■ **Request**: Retype the full set of records. Keep every character identical.

(A block of data)
*****
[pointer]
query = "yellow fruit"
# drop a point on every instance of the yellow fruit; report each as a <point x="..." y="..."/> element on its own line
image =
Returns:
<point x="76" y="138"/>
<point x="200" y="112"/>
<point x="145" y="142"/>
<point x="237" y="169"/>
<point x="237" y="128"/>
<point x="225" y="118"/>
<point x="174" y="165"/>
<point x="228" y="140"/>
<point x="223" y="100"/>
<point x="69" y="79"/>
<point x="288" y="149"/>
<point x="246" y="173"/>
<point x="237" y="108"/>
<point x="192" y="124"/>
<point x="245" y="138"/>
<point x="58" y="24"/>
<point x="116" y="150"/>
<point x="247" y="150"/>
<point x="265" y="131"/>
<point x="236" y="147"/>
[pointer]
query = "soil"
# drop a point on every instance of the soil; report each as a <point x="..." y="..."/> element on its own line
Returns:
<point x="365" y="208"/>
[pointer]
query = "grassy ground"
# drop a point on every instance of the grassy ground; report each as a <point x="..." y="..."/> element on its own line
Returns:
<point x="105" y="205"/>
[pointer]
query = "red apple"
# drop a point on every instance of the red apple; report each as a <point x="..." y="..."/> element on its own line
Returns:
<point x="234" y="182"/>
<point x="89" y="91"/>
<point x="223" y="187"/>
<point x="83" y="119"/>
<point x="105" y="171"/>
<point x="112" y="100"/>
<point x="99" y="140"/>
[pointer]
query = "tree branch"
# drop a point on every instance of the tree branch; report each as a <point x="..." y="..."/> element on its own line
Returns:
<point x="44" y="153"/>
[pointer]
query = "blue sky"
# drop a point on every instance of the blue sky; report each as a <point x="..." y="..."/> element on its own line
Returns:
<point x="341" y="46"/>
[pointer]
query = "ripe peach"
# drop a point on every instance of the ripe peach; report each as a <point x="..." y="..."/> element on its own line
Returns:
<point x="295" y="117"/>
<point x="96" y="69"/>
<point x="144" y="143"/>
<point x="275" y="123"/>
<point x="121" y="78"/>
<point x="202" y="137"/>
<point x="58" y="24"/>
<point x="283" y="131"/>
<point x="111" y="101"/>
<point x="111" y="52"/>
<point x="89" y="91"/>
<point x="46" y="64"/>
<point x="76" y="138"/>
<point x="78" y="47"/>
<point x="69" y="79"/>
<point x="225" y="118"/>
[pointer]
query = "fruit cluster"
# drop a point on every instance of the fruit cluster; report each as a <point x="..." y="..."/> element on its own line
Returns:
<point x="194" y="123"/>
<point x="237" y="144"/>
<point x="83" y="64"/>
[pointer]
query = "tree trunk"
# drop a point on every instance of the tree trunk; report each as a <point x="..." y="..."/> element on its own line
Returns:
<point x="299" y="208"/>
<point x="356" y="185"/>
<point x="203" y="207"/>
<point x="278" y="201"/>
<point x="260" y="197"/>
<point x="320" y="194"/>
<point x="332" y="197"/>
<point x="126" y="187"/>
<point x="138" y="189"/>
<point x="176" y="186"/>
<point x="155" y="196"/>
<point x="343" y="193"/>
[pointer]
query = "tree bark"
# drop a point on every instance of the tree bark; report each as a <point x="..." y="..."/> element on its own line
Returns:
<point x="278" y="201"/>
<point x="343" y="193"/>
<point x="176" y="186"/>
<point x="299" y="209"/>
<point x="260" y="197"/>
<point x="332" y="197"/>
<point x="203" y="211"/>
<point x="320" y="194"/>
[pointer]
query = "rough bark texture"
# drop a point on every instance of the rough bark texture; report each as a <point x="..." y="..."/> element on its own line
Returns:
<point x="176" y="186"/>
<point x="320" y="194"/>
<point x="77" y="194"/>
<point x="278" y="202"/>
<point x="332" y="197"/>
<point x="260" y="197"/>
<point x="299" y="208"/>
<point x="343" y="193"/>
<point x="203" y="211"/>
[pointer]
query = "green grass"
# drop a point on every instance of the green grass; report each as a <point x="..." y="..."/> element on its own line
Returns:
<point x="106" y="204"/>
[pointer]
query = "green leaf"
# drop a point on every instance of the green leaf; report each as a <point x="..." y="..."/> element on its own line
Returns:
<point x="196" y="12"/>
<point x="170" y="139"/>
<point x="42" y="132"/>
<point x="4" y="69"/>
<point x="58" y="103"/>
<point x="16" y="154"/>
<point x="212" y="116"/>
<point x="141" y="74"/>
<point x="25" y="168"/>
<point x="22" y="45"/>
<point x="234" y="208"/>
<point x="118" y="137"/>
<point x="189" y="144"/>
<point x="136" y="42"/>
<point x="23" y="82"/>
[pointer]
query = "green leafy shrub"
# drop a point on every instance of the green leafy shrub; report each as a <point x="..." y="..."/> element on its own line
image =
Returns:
*****
■ **Solved exercise**:
[pointer]
query = "yellow fruit"
# drop a point on every instance of the yellow fruit; report each as a <point x="..." y="..."/> element on its own line
image =
Returns:
<point x="76" y="138"/>
<point x="200" y="112"/>
<point x="145" y="142"/>
<point x="237" y="169"/>
<point x="237" y="128"/>
<point x="225" y="118"/>
<point x="174" y="165"/>
<point x="228" y="140"/>
<point x="223" y="100"/>
<point x="69" y="79"/>
<point x="288" y="149"/>
<point x="246" y="173"/>
<point x="237" y="108"/>
<point x="192" y="124"/>
<point x="245" y="138"/>
<point x="58" y="24"/>
<point x="116" y="150"/>
<point x="247" y="150"/>
<point x="265" y="131"/>
<point x="236" y="147"/>
[pointer]
query = "soil"
# drop a point on every instance of the soil; report each as a <point x="..." y="..."/> element on its own line
Returns:
<point x="365" y="208"/>
[pointer]
query = "grassy ground"
# drop a point on every instance of the grassy ground; report each as a <point x="..." y="..."/> element on its own line
Returns:
<point x="105" y="205"/>
[pointer]
query = "red apple"
# drop a point on every instance of the red apple; report each as a <point x="..." y="..."/> element on its own line
Returns:
<point x="234" y="182"/>
<point x="89" y="91"/>
<point x="223" y="187"/>
<point x="83" y="119"/>
<point x="105" y="171"/>
<point x="112" y="100"/>
<point x="99" y="140"/>
[pointer]
query = "tree branch"
# drop a point on every instance of the tree branch; report each as a <point x="..." y="..."/> element on its own line
Returns:
<point x="44" y="153"/>
[pointer]
query = "blue sky"
# drop a point on every instance of the blue sky; report each as a <point x="..." y="..."/> element on its own line
Returns:
<point x="341" y="46"/>
[pointer]
query = "ripe peach"
# drop a point on every instance of the ripe peach; report each as a <point x="..." y="..."/> element on its own line
Returns:
<point x="295" y="117"/>
<point x="96" y="69"/>
<point x="144" y="143"/>
<point x="275" y="123"/>
<point x="121" y="78"/>
<point x="202" y="137"/>
<point x="58" y="24"/>
<point x="283" y="131"/>
<point x="111" y="101"/>
<point x="111" y="52"/>
<point x="89" y="91"/>
<point x="46" y="64"/>
<point x="76" y="138"/>
<point x="78" y="47"/>
<point x="69" y="79"/>
<point x="225" y="118"/>
[pointer]
query = "fruit cluster"
# drop a point on every instance of the fruit cluster; report each as a <point x="..." y="..."/> element on its own line
Returns:
<point x="194" y="123"/>
<point x="237" y="144"/>
<point x="83" y="64"/>
[pointer]
query = "tree trunk"
# drop a point on every instance of the tree trunk; report each as a <point x="..." y="..."/> element on its own line
Returns:
<point x="299" y="208"/>
<point x="356" y="185"/>
<point x="203" y="207"/>
<point x="278" y="201"/>
<point x="260" y="197"/>
<point x="320" y="194"/>
<point x="332" y="197"/>
<point x="126" y="187"/>
<point x="138" y="189"/>
<point x="176" y="186"/>
<point x="155" y="196"/>
<point x="343" y="193"/>
[pointer]
query = "tree bark"
# drop a point on every instance of the tree bark; report each as a <point x="..." y="..."/> element on its own line
Returns:
<point x="278" y="201"/>
<point x="343" y="193"/>
<point x="176" y="186"/>
<point x="299" y="209"/>
<point x="260" y="197"/>
<point x="332" y="197"/>
<point x="203" y="211"/>
<point x="320" y="194"/>
[pointer]
query = "rough bark texture"
# drop a point on every instance of the rough bark texture; report each as a <point x="..." y="..."/> element on its own line
Returns:
<point x="176" y="186"/>
<point x="320" y="194"/>
<point x="77" y="194"/>
<point x="278" y="202"/>
<point x="332" y="197"/>
<point x="260" y="197"/>
<point x="299" y="208"/>
<point x="343" y="193"/>
<point x="203" y="211"/>
[pointer]
query = "green grass"
# drop a point on every instance of the green grass; report each as a <point x="..." y="..."/> element on its own line
Returns:
<point x="106" y="204"/>
[pointer]
query = "green leaf"
# drop a point on every instance of the green leaf; report each as a <point x="..." y="..."/> element on its own line
Returns:
<point x="196" y="12"/>
<point x="170" y="139"/>
<point x="42" y="132"/>
<point x="4" y="69"/>
<point x="58" y="103"/>
<point x="16" y="154"/>
<point x="212" y="116"/>
<point x="141" y="74"/>
<point x="25" y="168"/>
<point x="22" y="45"/>
<point x="234" y="208"/>
<point x="118" y="137"/>
<point x="189" y="144"/>
<point x="136" y="42"/>
<point x="23" y="82"/>
[pointer]
query = "green leafy shrub"
# drop a point on every instance of the green leafy shrub; report each as a <point x="..." y="..."/> element on its own line
image =
Returns:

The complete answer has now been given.